→ Work required
Recast the records that follow as a numbered list, one item per line, and leave out any blank lines.

→ Rows from a pointing dataset
[Start]
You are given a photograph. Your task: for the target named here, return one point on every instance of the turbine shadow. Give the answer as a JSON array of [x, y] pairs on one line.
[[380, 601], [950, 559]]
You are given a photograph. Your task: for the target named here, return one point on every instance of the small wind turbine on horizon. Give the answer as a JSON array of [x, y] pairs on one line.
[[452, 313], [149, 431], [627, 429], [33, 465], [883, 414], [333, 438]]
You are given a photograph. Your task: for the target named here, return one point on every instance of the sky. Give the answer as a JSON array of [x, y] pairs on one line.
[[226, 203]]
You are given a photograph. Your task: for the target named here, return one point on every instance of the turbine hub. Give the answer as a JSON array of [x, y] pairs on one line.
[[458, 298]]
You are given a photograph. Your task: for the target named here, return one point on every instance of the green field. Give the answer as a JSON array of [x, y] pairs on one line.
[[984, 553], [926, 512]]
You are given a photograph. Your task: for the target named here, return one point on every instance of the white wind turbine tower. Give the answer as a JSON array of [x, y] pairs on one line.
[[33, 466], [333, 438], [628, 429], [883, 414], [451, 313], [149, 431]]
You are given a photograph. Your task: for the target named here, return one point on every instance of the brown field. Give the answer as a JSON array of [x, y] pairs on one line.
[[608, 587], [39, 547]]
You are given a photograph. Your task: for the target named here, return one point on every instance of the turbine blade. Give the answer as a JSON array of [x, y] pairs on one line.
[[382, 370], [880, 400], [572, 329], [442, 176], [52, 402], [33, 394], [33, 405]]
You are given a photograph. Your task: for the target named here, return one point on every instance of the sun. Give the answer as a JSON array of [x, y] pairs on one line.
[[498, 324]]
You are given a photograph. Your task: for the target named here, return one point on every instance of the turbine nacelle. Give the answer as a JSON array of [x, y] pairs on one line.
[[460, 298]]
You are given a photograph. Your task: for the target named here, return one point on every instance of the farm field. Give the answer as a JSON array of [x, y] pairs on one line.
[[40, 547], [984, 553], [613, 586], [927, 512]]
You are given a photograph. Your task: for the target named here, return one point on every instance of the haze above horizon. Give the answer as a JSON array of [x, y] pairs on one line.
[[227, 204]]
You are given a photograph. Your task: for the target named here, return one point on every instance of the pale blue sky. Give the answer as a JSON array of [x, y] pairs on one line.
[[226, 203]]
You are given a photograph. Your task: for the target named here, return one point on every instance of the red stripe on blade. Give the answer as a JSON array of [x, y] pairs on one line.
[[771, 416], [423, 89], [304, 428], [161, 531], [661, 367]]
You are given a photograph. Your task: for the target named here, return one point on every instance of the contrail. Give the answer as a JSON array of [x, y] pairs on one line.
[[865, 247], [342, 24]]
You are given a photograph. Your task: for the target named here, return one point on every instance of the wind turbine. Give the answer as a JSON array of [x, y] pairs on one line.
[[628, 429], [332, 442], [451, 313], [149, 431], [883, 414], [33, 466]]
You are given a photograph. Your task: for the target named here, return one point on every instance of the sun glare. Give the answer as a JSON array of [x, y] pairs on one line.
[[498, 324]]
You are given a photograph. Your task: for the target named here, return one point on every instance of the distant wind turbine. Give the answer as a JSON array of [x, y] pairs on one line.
[End]
→ Final result
1. You are given a photograph. Your task: for the target named here, return one point on every instance of the turbine shadow. Give the answer as a JSON array of [x, y] pairs on one line.
2. [[380, 601], [950, 559]]
3. You are given a photograph. Your task: for the target named here, return one point on every instance of the small wind turbine on horizon. Give the answer as a JSON array of [x, y] pairs on one line.
4. [[452, 313], [149, 431], [627, 429], [33, 465], [883, 414], [333, 438]]
5. You are given a photograph. Your task: for the target named here, return one point on every instance of the sky. Give the answer as a JSON array of [x, y] pairs on one line.
6. [[226, 203]]
7. You are given a photograph. Your task: for the target named here, return one point on every instance of the turbine hub. Give the answer as a JSON array of [x, y] pairs on one line.
8. [[458, 298]]
9. You are given a photograph. Your task: for the target named here, return one point on every instance of the green field. Give the answer as a JSON array of [x, y] pairs on one line.
10. [[984, 553], [926, 512]]
11. You are given a photograph. Your task: for the target named here, return one point on every instance of the white wind turbine tower. Give the answer as a JSON array of [x, y] pairs on one line.
12. [[33, 466], [333, 438], [628, 429], [883, 414], [451, 313], [149, 431]]
13. You are given a photograph. Your task: for the target named here, return one point on every instance of the brown field. Give the answer as a JSON array of [x, y] pairs on one line.
14. [[608, 587], [39, 547]]
15. You are given a photograph. Your task: for the target named here, return one point on every instance of the turbine blade. Give the answer as a JSON array of [x, y] pairs on one line.
16. [[382, 370], [880, 400], [572, 329], [442, 176], [52, 402], [33, 394], [33, 405]]
17. You are given a photograph. Your task: for the target named here, return one point on every instance of the sun. Give the answer as a JSON array of [x, y] pairs on one line.
18. [[498, 324]]
19. You are given a photograph. Your task: for the target named here, return one point on every instance of the turbine nacelle. Give the answer as a JSON array of [x, y] pairs on one line.
20. [[460, 298]]
21. You are given a photograph. Your task: for the target named here, return one point on every instance of the farm field. Give the answer as a JSON array of [x, y] pairs on one line.
22. [[40, 547], [984, 553], [613, 586], [927, 512]]
23. You are given a photograph. Your task: for the target named here, return one point on every instance of the haze above horizon. Give the answer as a JSON array of [x, y] pairs on one line.
24. [[227, 204]]
25. You are given a photograph. Your task: for the target named here, return one point on every instance of the pale blue sky. Give the answer as a JSON array of [x, y] pairs on one line.
26. [[226, 203]]
27. You are given a photograph. Your task: for the target named here, return one point on every instance of the red stripe on blade. Give the answer as a JSON array of [x, y] pairs on one line.
28. [[771, 416], [423, 89], [304, 428], [161, 531], [661, 367]]
29. You are given a photograph. Your task: for the target named here, return one point on every instance of the contrail. Give the answer as a JSON array of [x, y] pairs on one line.
30. [[865, 247], [342, 24]]
31. You are given a photograph. Your task: for the target named here, return one point on every instance of the wind turbine. Give the answer as a JSON array of [x, y] pairs on one line.
32. [[628, 429], [332, 442], [451, 313], [149, 431], [883, 414], [33, 466]]
33. You are given a photograph. Your task: for the target named here, return one point on every instance of the sun glare. Give the answer as a JSON array of [x, y] pairs on one line.
34. [[498, 324]]
35. You are given a photograph. Your task: for the target named here, return one point on every instance of the distant wind turbine. Give the answer as a JSON array of [x, y] pairs on one line.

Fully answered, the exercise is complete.